MATERIAL FOR THIS EXERCISE Start Marker
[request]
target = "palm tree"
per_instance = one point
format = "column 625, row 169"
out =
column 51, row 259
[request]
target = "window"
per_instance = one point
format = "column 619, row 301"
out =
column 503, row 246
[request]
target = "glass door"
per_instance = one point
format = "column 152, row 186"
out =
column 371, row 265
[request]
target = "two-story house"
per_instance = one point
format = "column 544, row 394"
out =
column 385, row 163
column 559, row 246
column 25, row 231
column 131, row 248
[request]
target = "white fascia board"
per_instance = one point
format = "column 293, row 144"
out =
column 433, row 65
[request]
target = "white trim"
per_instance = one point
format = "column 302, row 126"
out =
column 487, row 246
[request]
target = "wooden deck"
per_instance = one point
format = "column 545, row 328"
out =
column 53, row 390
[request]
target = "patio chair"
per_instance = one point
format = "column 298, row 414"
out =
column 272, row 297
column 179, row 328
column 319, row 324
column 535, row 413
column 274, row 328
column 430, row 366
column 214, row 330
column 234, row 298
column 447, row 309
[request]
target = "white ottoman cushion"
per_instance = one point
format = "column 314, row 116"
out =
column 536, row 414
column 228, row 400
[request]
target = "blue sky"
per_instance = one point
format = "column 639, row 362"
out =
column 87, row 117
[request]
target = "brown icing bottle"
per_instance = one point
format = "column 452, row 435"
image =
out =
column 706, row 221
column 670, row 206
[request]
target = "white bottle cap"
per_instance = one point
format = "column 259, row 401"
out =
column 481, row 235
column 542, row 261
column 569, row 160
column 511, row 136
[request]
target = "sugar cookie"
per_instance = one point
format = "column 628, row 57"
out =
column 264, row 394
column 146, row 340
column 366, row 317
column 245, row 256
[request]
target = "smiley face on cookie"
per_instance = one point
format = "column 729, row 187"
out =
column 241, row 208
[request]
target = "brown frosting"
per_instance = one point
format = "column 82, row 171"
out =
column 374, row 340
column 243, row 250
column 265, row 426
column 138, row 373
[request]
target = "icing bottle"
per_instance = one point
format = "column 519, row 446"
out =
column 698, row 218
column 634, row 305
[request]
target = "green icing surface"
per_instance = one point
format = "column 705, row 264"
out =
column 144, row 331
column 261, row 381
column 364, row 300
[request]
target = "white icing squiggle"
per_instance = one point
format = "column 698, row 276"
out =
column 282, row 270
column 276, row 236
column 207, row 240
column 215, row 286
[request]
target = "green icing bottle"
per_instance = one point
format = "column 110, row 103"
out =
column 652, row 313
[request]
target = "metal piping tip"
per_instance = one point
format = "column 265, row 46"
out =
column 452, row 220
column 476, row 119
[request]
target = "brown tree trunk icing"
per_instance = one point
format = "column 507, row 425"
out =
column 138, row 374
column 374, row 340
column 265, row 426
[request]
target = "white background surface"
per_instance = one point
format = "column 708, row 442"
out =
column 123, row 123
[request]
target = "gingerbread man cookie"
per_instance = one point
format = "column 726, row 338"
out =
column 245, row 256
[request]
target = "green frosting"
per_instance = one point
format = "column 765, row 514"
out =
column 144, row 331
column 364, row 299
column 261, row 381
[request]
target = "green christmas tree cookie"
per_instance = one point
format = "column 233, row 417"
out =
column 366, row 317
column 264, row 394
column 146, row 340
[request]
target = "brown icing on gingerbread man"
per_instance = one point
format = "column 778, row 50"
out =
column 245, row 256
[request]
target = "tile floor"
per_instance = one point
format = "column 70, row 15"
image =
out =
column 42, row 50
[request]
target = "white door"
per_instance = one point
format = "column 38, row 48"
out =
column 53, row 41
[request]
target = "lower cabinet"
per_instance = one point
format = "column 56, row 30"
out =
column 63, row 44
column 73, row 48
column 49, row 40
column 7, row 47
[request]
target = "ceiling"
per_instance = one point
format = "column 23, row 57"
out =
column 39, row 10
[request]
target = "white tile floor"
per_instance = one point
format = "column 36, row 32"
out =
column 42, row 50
MATERIAL FOR THIS EXERCISE End Marker
- [DIRECTIONS FOR THIS TASK]: Each entry is to be output exactly as it was written.

- [ANSWER TO THIS EXERCISE]:
[request]
target = "palm tree"
per_instance = one point
format = "column 625, row 169"
out =
column 51, row 259
[request]
target = "window"
per_instance = one point
format = "column 619, row 301"
out =
column 503, row 246
[request]
target = "glass door"
per_instance = one point
format = "column 152, row 186"
out =
column 371, row 265
[request]
target = "two-story house"
per_instance = one point
format = "column 544, row 394"
out =
column 385, row 163
column 559, row 246
column 25, row 231
column 131, row 248
[request]
target = "white fascia board"
per_instance = one point
format = "column 293, row 144"
out =
column 433, row 65
[request]
target = "white trim"
per_instance = one point
format = "column 302, row 126"
out =
column 487, row 246
[request]
target = "wooden deck"
per_instance = one point
format = "column 545, row 328"
out =
column 53, row 390
[request]
target = "patio chair"
per_instance = one point
format = "column 298, row 414"
out =
column 272, row 297
column 179, row 328
column 319, row 324
column 535, row 413
column 274, row 328
column 430, row 366
column 214, row 330
column 234, row 298
column 447, row 309
[request]
target = "white ottoman cushion"
per_instance = one point
format = "column 314, row 116"
out =
column 536, row 414
column 228, row 400
[request]
target = "blue sky"
per_instance = one point
format = "column 639, row 362"
out =
column 87, row 117
[request]
target = "brown icing bottle"
per_instance = one point
format = "column 452, row 435"
image =
out =
column 706, row 221
column 670, row 206
[request]
target = "white bottle cap"
per_instance = one point
format = "column 259, row 401"
out =
column 481, row 235
column 542, row 261
column 569, row 160
column 511, row 136
[request]
target = "sugar cookie"
per_instance = one point
format = "column 628, row 57"
out =
column 264, row 394
column 146, row 340
column 366, row 317
column 245, row 256
[request]
target = "smiley face on cookie"
per_instance = one point
format = "column 729, row 187"
out =
column 241, row 208
[request]
target = "brown frosting"
per_instance = one point
format = "column 82, row 171"
out =
column 374, row 340
column 243, row 250
column 265, row 426
column 138, row 373
[request]
target = "icing bottle"
per_instance = one point
format = "column 519, row 446"
out =
column 698, row 218
column 634, row 305
[request]
target = "green icing surface"
per_instance = one point
format = "column 705, row 264"
out =
column 144, row 331
column 261, row 381
column 364, row 300
[request]
target = "white icing squiggle"
per_instance = one point
format = "column 698, row 276"
out =
column 282, row 270
column 276, row 236
column 207, row 240
column 215, row 286
[request]
target = "green icing bottle"
per_instance = one point
format = "column 110, row 103"
out =
column 652, row 313
[request]
target = "metal piping tip"
per_instance = one point
format = "column 265, row 46"
out =
column 452, row 220
column 476, row 119
[request]
target = "brown tree trunk icing"
per_instance = one point
format = "column 507, row 425"
out =
column 138, row 374
column 374, row 340
column 265, row 426
[request]
target = "white background surface"
per_instance = one point
format = "column 708, row 442"
out =
column 123, row 123
[request]
target = "gingerbread man cookie"
per_instance = one point
format = "column 726, row 338"
out =
column 245, row 256
[request]
target = "green frosting"
per_instance = one point
format = "column 765, row 514"
out =
column 144, row 331
column 364, row 299
column 261, row 381
[request]
target = "green christmas tree cookie"
per_instance = one point
format = "column 233, row 417"
out =
column 366, row 317
column 264, row 394
column 146, row 340
[request]
target = "brown icing on gingerbread man"
per_instance = one point
format = "column 778, row 50"
out =
column 245, row 256
[request]
target = "tile floor"
per_instance = one point
format = "column 70, row 15"
image =
out =
column 42, row 50
[request]
target = "white door"
per_instance = one point
format = "column 38, row 48"
out =
column 53, row 41
[request]
target = "lower cabinet"
per_instance = one point
format = "column 56, row 30"
out =
column 63, row 44
column 73, row 48
column 49, row 40
column 7, row 47
[request]
target = "ceiling"
per_instance = one point
format = "column 23, row 57"
out =
column 39, row 10
[request]
target = "white tile floor"
per_instance = one point
format = "column 36, row 32"
out =
column 42, row 50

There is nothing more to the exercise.